WHAT IS BEING ASKED.
At the line that includes "Query: rock crevice", begin writing out the entries below exactly, and continue through the last line without adding anything.

★ ★ ★ ★ ★

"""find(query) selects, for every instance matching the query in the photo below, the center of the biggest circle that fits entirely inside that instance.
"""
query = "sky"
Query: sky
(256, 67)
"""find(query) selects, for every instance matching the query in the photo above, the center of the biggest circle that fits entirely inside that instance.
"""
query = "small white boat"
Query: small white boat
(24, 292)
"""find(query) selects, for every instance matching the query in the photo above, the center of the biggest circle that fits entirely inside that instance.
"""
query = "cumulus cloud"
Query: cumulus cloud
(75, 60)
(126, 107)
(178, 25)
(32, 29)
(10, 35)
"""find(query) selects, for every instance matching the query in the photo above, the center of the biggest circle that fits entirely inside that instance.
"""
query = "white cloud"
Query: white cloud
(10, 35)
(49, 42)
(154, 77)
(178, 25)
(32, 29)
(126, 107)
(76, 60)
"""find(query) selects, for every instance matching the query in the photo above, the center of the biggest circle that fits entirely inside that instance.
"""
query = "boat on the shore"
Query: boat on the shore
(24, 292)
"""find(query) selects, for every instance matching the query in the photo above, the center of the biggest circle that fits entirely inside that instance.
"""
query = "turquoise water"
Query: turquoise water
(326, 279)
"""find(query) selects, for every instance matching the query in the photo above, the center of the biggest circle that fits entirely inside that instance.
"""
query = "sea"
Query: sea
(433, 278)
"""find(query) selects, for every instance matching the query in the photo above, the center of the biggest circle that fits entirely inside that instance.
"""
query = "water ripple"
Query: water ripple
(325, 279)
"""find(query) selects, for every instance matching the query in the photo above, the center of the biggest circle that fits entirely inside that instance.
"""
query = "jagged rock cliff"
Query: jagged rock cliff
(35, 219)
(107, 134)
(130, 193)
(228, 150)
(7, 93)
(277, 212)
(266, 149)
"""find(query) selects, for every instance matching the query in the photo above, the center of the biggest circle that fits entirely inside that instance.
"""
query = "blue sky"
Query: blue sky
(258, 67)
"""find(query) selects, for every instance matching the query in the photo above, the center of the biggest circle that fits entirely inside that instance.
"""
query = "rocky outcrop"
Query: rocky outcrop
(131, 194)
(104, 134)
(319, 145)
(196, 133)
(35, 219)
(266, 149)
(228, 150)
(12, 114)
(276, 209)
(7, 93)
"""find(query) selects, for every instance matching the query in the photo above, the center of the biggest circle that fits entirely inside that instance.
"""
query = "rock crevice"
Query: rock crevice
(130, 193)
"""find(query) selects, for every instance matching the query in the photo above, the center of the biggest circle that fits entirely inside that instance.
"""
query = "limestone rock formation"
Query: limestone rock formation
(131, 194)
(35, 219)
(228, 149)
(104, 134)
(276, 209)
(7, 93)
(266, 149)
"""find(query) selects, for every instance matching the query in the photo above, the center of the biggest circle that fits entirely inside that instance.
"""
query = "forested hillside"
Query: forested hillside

★ ★ ★ ★ ★

SOLUTION FOR THIS EXERCISE.
Query: rock crevice
(130, 193)
"""find(query) selects, for every instance matching the query in the photo above, the center of the biggest circle that fits entirely inside that instance.
"""
query = "limestone rock formation"
Query: limestone rock formation
(131, 194)
(35, 219)
(228, 149)
(104, 134)
(276, 209)
(7, 93)
(266, 149)
"""find(query) selects, for every instance matching the query in the photo above, the center of the biggest circle that fits entirely inside that instance.
"""
query = "forested hillside"
Query: forested hillside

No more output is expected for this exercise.